═══ DOCUMENT TEXT ═══
The first true production model, the Ausf. A included an armor upgrade to 14.5 mm on all sides, as well as a 14.5 mm floor plate, and an improved transmission. The Ausf. A entered production in July 1937.
Introducing only minimal changes to the Ausf. A, the Ausf. B superseded it in production from December 1937.
PzKpfw II Ausf. C at the Musée des BlindésFew minor changes were made in the Ausf. C version, which became the standard production model from June 1938 through April 1940. A total of 1,113 examples of Ausf. c, A, B, and C tanks were built from March 1937 through April 1940 by Alkett, FAMO, Daimler-Benz, Henschel, MAN, MIAG, and Wegmann. These models were almost identical and were used in service interchangeably. This was the most widespread tank version of the Panzer II and performed the majority of the tank's service in the Panzer units during the war. Earlier versions of Ausf. C have rounded hull front, but many vehicles of Ausf. C were up-armored to fight in France. These have extra armors bolted on the turret front and super structure front. Also up-armored versions have angled front hull like that of Ausf.F. Some were also retro-fitted with commander's cupolas.
Continuing the conventional design of the Ausf. C, the Ausf. F was designed as a reconnaissance tank and served in the same role as the earlier models. The superstructure front was made from a single piece armor plate with a redesigned visor. Also a dummy visor was placed next to it to reduce anti-tank rifle bullets hitting the real visor. The hull was redesigned with a flat 35 mm plate on its front, and armor of the superstructure and turret were built up to 30 mm on the front with 15 mm to the sides and rear. There was some minor alteration of the suspension and a new commander's cupola as well. Weight was increased to 9.5 tonnes. 524 were built from March 1941 to December 1942 as the final major tank version of the Panzer II series.
With a completely new Christie suspension with four road wheels, the Ausf. D was developed as a cavalry tank for use in the pursuit and reconnaissance roles. Only the turret was the same as the Ausf. C model, with a new hull and superstructure design and the use of a Maybach HL62TRM engine driving a seven-gear transmission (plus reverse). The design was shorter (4.65 m) but wider (2.3 m) and taller (2.06 m) than the Ausf. C. Speed was increased to 55 km/h. A total of 143 Ausf. D and Ausf. E tanks were built from May 1938 through August 1939 by MAN, and they served in Poland. They were withdrawn in March 1940 for conversion to other types after proving to have poor offroad performance.
Similar to the Ausf. D, the Ausf. E improved some small items of the suspension, but was otherwise similar and served alongside the Ausf. D.
Continued development of the reconnaissance tank concept led to the much up-armored Ausf. J, which used the same concept as the PzKpfw IF of the same period, under the experimental designation VK1601. Heavier armor was added, bringing protection up to 80 mm on the front and 50 mm to the sides and rear, with 25 mm roof and floor plates, increasing total weight to 18 tonnes. Equipped with the same Maybach HL45P as the PzKpfw IF, top speed was reduced to 31 km/h. Primary armament was the 2 cm KwK 38 L/55 gun. 22 were produced by MAN between April and December 1942, and seven were issued to the 12th Panzer Division on the Eastern Front.
═══ INFORMATION PROVIDED ═══
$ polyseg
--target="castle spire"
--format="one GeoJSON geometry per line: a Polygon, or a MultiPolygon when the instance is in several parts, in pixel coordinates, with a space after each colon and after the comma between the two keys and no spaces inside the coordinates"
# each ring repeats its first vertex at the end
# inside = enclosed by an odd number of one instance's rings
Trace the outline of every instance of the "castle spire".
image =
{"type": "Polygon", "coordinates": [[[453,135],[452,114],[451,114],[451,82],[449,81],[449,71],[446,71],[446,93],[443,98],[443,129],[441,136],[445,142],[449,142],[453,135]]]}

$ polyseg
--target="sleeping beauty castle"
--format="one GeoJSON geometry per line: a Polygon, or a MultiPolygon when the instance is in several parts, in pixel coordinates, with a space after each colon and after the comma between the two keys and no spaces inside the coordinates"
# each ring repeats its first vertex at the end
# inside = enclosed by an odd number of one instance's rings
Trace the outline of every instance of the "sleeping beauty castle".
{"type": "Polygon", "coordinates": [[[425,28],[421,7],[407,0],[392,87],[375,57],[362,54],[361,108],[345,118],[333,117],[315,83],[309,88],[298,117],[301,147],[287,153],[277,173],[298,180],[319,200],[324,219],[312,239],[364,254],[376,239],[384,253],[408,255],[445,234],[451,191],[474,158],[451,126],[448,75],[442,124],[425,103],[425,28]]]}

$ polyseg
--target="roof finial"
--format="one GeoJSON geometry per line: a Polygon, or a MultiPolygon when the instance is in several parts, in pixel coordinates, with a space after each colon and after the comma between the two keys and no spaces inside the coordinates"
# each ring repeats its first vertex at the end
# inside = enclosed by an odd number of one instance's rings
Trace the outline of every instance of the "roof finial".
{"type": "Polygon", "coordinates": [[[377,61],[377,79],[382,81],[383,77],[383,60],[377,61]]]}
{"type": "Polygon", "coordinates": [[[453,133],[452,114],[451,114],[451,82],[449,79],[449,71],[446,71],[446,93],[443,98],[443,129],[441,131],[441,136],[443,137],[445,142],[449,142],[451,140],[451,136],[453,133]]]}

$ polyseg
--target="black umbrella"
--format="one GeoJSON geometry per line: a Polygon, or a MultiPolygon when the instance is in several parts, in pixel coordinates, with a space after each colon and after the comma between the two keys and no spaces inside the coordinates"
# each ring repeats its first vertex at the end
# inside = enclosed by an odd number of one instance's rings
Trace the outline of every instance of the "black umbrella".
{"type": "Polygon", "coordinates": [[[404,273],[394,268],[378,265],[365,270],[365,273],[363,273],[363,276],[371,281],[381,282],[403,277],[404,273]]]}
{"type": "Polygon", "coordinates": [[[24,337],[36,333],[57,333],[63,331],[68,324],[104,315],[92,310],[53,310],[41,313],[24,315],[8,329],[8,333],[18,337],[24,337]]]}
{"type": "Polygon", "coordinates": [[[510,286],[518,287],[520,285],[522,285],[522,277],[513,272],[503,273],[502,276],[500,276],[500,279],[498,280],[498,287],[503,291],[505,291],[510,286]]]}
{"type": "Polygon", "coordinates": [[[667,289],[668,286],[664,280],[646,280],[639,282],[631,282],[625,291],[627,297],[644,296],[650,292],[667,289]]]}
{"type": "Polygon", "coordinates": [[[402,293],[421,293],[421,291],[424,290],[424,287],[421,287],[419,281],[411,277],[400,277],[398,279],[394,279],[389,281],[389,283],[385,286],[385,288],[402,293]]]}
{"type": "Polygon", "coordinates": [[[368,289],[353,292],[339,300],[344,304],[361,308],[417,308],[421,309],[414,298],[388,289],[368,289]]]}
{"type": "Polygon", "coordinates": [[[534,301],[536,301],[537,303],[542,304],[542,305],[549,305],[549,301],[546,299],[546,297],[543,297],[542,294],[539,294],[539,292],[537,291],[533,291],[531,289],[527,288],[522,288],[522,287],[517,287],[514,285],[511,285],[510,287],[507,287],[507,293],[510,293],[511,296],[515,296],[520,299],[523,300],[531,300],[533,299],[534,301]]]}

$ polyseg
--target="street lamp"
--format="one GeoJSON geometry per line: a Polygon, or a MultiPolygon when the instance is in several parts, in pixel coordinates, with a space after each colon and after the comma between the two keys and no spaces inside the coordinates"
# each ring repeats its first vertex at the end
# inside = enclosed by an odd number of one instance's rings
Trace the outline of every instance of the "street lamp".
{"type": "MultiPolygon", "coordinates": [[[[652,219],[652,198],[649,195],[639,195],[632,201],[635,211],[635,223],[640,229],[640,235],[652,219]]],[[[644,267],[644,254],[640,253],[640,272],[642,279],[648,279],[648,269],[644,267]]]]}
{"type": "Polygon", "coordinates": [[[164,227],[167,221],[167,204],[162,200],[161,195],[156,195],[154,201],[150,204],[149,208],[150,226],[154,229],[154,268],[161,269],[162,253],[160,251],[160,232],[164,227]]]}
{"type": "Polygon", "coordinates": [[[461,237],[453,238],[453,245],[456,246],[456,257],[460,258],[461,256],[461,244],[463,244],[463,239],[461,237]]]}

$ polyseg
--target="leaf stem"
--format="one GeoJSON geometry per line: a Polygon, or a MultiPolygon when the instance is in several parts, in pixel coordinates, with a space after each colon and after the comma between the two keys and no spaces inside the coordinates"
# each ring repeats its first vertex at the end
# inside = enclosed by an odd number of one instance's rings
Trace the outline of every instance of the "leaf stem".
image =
═══
> _EXERCISE REQUIREMENTS_:
- 1) Please say whether each statement agrees with the Panzer II text, answering yes or no and quoting the deciding words: (a) The Ausf. A entered production in July 1937. (b) The Ausf. D used a Christie suspension with five road wheels. (c) 524 Ausf. F tanks were built.
- 2) According to the Panzer II text, what was the top speed of the Ausf. J?
The listing isn't needed here.

> _WRITTEN ANSWERS_:
- 1)
(a) Yes: "The Ausf. A entered production in July 1937."
(b) No: "With a completely new Christie suspension with four road wheels"
(c) Yes: "524 were built from March 1941 to December 1942"

- 2) 31 km/h.